* [本文]
↓
ステート・ストリート・インベストメント・マネジメント
ヴァイスプレジデント
ゴールド・ストラテジスト
アーロン チャン氏

アーロン氏:
分散効果がその1つの意義だと思います。やはり株式や債券と違う値動きをするため金を組み入れることによる分散効果、投資効率が上がるという傾向があります。また長期的なリターンも期待される資産でもあり、株式市場が大きく下落した時に金が買われる傾向がありますので、クッションのような危機時の備えという役割を持つこともできます。先ほど森田さんが話されていたように、中国やインドのようなまだ発展中の国では経済成長と伴い消費者一人ひとりが徐々に収入が増えると、ゴールド(金)の消費量も当然増えていくため、長期的には重要な効果があり、長期的なリターンも考えられます。最後によく言われることですが、インフレヘッジの効果も期待できます。
三井氏:
日本、米国も財政的に赤字であり、債務が気になる方もいるので、どこに投資をしたらいいのか迷われた際はゴールド(金)も選択肢の一つとなりますね。
森田氏:
アーロンさんのお話の通り、ゴールド(金)は多くの投資リスクに対してヘッジ効果を提供できます。投資において存在するリスクは以下6つに集約できると思います;分散リスク、テールリスク、インフレリスク、為替リスク、信用リスク、流動性リスク。そのいずれかのリスクに対しゴールド(金)は何かしらの形でヘッジ効果を提供できます。ゴールド(金)はドルと逆相関の関係にあり、為替面においてもヘッジ効果が期待できます。
 また、最近1つのリスクだけではなく、多くのリスクが複合して存在しているために、どのリスクにも対応できるゴールド(金)は注目されており、これも価格を後押ししている理由だと考えています。
三井氏:
今6つのリスク上げていただきましたが、どの資産もいずれかのリスクを許容しなければいけない中で、ゴールド(金)はその全てのリスクのヘッジになるという点において、ポートフォリオの一角として入れるべき大きな理由になるのではないかと感じました。先ほどアーロンさんが話されていたように、指数でも値動きが大きくなっている時代の中で、今までは数年に1度だった暴落が1年に1度くらいはみられるような時代の昨今、暴落のヘッジになるというのは、もちろん連られてゴールド(金)自体も下がることはありますが、いち早く戻ってくることも考えると、暴落はゴールド(金)の買い場になっていくのではないでしょうか。
 ここまでゴールド(金)の役割、リスクをご自身のポートフォリオで感じている方が入れるべきはゴールド(金)だったかもと気づきを得た方もいるのではないかと思います。実際にゴールド(金)をポートフォリオの中に入れてみよう、買ってみようとなった際に純金積立や上場投資信託(ETF)、投資信託で買う等様々な方法がある中、どのような買い方がやりやすいのでしょうか?
↑
物体指示に関するデータセット抜粋:
↓
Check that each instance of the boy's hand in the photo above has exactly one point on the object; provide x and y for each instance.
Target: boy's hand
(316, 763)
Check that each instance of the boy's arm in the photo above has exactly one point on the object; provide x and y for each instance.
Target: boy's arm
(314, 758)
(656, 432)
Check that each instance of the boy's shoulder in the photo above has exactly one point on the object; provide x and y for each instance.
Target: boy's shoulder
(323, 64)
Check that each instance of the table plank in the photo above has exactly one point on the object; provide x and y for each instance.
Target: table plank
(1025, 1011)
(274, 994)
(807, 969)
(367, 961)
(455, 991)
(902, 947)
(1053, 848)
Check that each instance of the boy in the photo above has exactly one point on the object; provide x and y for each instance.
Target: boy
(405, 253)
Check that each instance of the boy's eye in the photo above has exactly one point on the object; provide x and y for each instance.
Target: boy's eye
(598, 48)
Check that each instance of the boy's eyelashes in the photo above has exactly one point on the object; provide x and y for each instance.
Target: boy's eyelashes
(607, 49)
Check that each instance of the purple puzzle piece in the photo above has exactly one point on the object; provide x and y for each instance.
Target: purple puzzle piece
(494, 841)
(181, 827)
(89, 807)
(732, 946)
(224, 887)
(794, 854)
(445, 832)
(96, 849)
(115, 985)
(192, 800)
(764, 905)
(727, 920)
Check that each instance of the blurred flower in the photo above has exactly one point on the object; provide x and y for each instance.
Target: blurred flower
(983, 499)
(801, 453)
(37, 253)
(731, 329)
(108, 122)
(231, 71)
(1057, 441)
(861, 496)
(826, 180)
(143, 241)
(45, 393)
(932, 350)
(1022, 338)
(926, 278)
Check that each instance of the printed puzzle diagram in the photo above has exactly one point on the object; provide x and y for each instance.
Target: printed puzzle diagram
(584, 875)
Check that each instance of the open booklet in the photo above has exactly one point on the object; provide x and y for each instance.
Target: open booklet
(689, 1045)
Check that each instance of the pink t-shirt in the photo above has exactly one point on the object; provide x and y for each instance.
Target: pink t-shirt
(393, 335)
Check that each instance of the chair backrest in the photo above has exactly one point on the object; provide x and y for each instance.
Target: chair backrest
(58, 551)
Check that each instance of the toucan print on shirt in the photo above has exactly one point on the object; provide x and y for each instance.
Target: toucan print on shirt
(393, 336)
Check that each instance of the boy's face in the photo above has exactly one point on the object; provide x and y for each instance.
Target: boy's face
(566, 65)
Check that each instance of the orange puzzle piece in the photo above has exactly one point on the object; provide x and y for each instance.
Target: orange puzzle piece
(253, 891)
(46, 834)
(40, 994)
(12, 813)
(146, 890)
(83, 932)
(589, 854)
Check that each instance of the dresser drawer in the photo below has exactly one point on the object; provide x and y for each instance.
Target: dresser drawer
↑
* [目的] 金投資の対談を、三井氏の最後の問いかけの後から書き進めてください。 上記の行は金投資の対談とは関係がありません。

* [解答]
アーロン氏:
一般的に日本で人気なのは現物や純金積立で金を保有することと考えられますが、注意しなければいけないのは比較的に手数料が高くなってしまう点です。また盗難リスクなどにも気を付ける必要があるでしょう。ゴールド(金)は貴重な資産のため、盗まれるリスクや保管、場合によっては保険、保険料もかかってしまうこともあります。手軽さとコスト面を考えると金融商品である投資信託やETFの方がやりやすいかと考えています。
三井氏:
なるほど。特に少額ずつ保有したいニーズにもETFや投資信託だと買いやすいかなと思いますが、どのようなポイントで選べばよいのでしょうか。
アーロン氏:
ほとんどの投資信託、ETFも実際のゴールド(金)の現物の裏付けがあるため、仕組みとしては大きく変わらないですが、1番の違いは経費率(コスト)面です。実際年間どれぐらいの率で管理費用がかかるのかという部分で違ってきます。
三井氏:
なるほど、同じゴールド(金)に投資をするのであれば安心できるところはもちろんですが、手数料が安いことも重要ですね。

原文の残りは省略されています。